Entries from an annotation dataset:
####
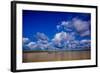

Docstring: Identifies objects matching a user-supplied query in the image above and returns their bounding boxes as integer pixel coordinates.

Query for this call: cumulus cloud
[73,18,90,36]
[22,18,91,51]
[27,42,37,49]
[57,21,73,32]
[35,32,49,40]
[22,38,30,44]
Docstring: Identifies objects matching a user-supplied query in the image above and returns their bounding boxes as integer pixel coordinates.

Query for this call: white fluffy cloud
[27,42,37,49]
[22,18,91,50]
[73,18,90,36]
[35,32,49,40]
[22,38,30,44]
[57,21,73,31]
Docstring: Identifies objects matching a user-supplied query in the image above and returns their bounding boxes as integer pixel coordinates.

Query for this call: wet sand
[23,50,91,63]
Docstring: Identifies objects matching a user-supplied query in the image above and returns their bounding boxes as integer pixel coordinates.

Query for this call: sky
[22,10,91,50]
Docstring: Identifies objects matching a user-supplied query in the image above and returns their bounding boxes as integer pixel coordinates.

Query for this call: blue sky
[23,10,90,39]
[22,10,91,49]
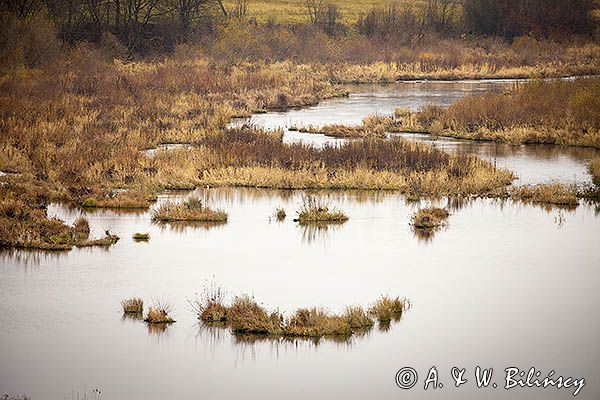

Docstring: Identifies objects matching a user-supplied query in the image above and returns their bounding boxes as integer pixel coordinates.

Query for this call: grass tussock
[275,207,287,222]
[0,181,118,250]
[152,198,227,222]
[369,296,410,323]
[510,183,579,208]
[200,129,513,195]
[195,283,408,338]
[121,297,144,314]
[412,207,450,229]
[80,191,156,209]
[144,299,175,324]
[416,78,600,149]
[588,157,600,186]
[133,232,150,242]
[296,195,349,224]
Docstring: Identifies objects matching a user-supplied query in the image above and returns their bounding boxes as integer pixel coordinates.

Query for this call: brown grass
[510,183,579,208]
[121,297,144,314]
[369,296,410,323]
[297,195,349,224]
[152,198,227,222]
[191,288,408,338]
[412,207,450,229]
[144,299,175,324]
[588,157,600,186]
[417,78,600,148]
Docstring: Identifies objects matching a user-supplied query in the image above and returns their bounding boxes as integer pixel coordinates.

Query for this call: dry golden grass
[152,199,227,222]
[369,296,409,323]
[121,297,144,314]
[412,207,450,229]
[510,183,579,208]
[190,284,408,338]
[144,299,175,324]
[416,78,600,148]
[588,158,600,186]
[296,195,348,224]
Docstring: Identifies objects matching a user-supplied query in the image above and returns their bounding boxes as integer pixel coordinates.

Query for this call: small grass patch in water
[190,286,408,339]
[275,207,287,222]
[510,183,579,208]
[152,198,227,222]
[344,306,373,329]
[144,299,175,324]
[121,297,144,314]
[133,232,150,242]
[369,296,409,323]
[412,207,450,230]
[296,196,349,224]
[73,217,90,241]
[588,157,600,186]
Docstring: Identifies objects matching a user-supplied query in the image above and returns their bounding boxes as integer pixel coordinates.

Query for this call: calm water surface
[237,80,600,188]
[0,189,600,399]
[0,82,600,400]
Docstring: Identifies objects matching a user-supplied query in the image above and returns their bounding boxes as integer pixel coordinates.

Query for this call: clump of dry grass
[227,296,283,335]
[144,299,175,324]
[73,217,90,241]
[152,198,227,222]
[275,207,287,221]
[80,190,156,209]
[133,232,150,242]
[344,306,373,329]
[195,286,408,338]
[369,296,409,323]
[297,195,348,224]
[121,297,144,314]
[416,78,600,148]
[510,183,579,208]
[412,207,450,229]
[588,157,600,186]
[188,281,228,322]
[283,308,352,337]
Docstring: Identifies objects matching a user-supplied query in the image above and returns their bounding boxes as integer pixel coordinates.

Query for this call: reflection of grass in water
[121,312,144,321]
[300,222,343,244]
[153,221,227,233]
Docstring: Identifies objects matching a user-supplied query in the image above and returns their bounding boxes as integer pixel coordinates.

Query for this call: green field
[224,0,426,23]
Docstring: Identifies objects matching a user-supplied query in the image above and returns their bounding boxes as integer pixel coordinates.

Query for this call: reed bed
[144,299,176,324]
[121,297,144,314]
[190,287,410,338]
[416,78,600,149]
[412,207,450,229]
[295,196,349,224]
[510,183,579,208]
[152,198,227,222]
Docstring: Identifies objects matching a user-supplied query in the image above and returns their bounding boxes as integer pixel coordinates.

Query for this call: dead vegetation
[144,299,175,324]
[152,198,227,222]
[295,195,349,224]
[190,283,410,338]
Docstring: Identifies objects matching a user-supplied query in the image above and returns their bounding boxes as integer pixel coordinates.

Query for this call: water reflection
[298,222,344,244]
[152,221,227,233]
####
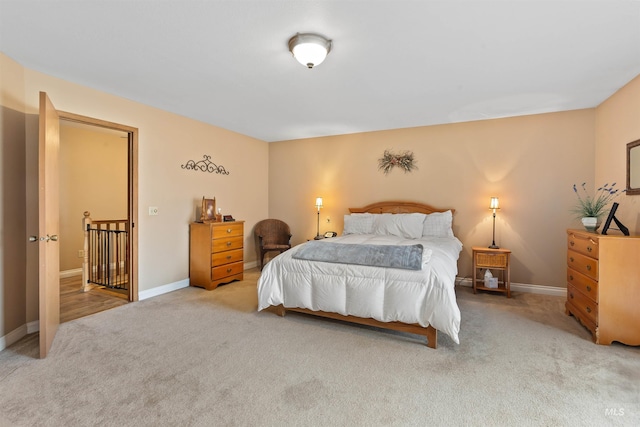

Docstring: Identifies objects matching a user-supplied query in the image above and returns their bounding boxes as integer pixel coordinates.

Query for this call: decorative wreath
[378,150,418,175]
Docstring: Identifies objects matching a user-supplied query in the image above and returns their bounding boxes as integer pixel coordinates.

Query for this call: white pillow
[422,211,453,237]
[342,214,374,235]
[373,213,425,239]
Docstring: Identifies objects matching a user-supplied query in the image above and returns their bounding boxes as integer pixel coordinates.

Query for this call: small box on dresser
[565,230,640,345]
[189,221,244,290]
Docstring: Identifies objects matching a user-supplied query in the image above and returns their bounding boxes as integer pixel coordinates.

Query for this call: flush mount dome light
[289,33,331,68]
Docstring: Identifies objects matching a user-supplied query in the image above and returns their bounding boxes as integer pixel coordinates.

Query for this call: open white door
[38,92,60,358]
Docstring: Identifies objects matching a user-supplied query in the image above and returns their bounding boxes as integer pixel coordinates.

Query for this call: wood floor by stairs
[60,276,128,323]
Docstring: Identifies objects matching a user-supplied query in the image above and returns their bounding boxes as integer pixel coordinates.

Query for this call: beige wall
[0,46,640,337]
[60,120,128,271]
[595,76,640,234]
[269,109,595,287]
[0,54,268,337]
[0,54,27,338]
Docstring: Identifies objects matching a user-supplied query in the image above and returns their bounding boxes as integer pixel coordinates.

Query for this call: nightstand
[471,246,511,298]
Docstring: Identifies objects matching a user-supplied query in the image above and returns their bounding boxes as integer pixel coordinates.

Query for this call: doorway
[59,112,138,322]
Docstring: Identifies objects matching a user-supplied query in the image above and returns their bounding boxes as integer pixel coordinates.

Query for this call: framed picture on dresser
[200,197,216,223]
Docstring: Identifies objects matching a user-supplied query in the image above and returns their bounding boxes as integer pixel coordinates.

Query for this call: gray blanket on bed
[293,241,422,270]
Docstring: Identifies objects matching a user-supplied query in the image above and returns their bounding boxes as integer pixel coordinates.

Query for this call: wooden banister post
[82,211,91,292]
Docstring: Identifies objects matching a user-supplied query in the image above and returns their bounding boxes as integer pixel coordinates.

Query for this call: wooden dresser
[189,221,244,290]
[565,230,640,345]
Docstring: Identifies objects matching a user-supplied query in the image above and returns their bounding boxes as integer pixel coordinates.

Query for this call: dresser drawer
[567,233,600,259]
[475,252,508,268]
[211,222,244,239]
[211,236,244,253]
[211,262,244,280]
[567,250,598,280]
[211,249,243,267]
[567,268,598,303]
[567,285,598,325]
####
§ **Set problem**
Report every line of the records that contains the word "water", matching case exactly.

§ **The reply**
Query for this call: small grass patch in water
Query for this call: calm water surface
Query for this call: reflection of grass in water
Query for this call: water reflection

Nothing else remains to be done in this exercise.